* Task description
Write out every line of the records below as a numbered list, skipping blank lines. Leave the pictures out.

* Record list
↓↓↓
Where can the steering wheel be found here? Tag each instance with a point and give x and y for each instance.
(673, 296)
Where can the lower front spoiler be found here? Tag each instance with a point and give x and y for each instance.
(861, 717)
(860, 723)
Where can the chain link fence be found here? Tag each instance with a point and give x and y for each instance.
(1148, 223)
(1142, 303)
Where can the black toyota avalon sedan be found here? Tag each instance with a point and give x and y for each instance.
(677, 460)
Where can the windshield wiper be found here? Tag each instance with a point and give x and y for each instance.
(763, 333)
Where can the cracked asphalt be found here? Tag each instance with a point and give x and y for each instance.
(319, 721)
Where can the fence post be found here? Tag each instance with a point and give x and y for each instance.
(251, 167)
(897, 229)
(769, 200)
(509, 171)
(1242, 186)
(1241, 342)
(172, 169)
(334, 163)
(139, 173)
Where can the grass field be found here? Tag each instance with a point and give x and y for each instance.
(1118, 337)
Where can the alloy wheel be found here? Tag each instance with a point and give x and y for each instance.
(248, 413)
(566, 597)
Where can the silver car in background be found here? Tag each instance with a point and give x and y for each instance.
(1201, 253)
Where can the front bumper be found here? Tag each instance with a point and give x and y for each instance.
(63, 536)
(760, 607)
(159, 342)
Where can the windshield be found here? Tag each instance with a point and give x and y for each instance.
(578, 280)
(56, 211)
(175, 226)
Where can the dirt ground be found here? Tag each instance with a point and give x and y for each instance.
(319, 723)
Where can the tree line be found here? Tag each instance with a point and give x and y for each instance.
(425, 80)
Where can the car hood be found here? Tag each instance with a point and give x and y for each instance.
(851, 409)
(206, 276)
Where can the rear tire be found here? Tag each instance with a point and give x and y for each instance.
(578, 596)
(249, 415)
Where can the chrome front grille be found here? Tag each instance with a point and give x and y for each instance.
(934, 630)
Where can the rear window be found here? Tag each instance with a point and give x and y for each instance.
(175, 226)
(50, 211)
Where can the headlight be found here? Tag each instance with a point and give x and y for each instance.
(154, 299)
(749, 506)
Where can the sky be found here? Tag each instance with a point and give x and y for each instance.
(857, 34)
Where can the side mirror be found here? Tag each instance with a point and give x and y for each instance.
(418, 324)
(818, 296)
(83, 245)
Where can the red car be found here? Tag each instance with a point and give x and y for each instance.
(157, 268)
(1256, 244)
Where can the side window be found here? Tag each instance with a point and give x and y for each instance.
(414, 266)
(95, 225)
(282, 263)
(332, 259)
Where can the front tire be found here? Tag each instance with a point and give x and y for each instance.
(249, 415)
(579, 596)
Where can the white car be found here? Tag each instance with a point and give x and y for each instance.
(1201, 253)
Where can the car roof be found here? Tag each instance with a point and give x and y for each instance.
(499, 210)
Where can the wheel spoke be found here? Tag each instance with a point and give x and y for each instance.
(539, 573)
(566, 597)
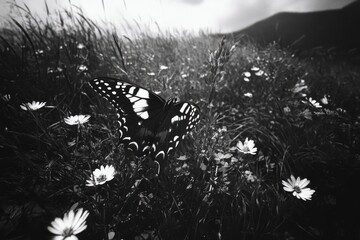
↑↑↑
* Solution
1. Where can the steering wheel be found here? Tag each instance with a point and give x and y for each instance.
2. (673, 296)
3. Where can the lower front spoiler be found here? Tag each instance with a point and give x and y for each instance.
4. (861, 717)
5. (860, 723)
6. Where can the chain link fence be found here? Tag each instance with a point and give x and y for each instance.
7. (1148, 223)
8. (1142, 303)
9. Where can the black toyota avalon sedan be found here? Tag each instance with a point and give x and y for each instance.
10. (677, 460)
11. Where can the windshield wiper be found here? Tag each instance with a point and give x and y for each instance.
12. (763, 333)
13. Where can the cracked asphalt be found here? Tag each instance with a point and give x and y for each instance.
14. (319, 721)
15. Where can the fence post be found here? Tag each instance with a point and give x and y for each instance.
16. (251, 167)
17. (897, 229)
18. (769, 200)
19. (509, 171)
20. (1242, 186)
21. (1241, 342)
22. (172, 169)
23. (334, 163)
24. (139, 173)
25. Where can the grass field be found here? Tag each instance with a point and give x and y for each instance.
26. (1118, 337)
27. Where can the alloy wheel be found here? Tag each instance with a point and give x and y for each instance.
28. (248, 413)
29. (566, 597)
30. Where can the silver car in background be found here? Tag each instance with a point and give x and y for each instance.
31. (1201, 253)
32. Where can the front bumper be found here? Tag each instance with a point and give x and y for each instance.
33. (63, 536)
34. (760, 607)
35. (159, 342)
36. Where can the windshield be found here? Tag each instance with a point and give x and y for each instance.
37. (578, 280)
38. (56, 211)
39. (175, 226)
40. Where can the dirt ground be found here? Tag each instance with a point and give x and y for each instance.
41. (319, 723)
42. Where can the tree line be found here? Tag each instance with a point and give x and y for each instance.
43. (425, 80)
44. Where can the car hood be found here? Tag each instance with a point and give x and y for each instance.
45. (851, 409)
46. (206, 276)
47. Where can the rear tire be found here? Tag each instance with a point and give x and y for each instance.
48. (578, 596)
49. (249, 415)
50. Where can the chrome front grille be found here? Tag each instance with a point and give x and y for each instance.
51. (934, 630)
52. Where can the rear window be found here? Tag each instance with a point and give x and y for each instance.
53. (175, 226)
54. (50, 211)
55. Where can the headlight be found here? Tag each instance with a point and give x and y for each instance.
56. (154, 299)
57. (749, 506)
58. Where can the sky be found here? Tag each instance with a point and give x and y for each instance.
59. (857, 34)
60. Where can the side mirror be found here? Tag each instance with a point and give x and y for each instance.
61. (418, 324)
62. (818, 296)
63. (83, 245)
64. Where can the red car be found here? Tag each instance with a point and give x and y for each instance.
65. (157, 268)
66. (1256, 244)
67. Where can the side window be found here? Tag each instance with a point and give x and y for each instance.
68. (414, 266)
69. (95, 225)
70. (282, 263)
71. (332, 259)
72. Where can the front tire be found here? Tag each instance with a point and give x and y for each instance.
73. (249, 415)
74. (579, 596)
75. Where can the white car be found here? Tag each instance with a point and give x and y for each instance.
76. (1201, 253)
77. Where can the car roof be found here? Tag each instance with a point and give x and y for each instance.
78. (499, 210)
79. Where can the wheel spoke be found here? Tag each instance with a point and give x and y for each instance.
80. (539, 573)
81. (566, 597)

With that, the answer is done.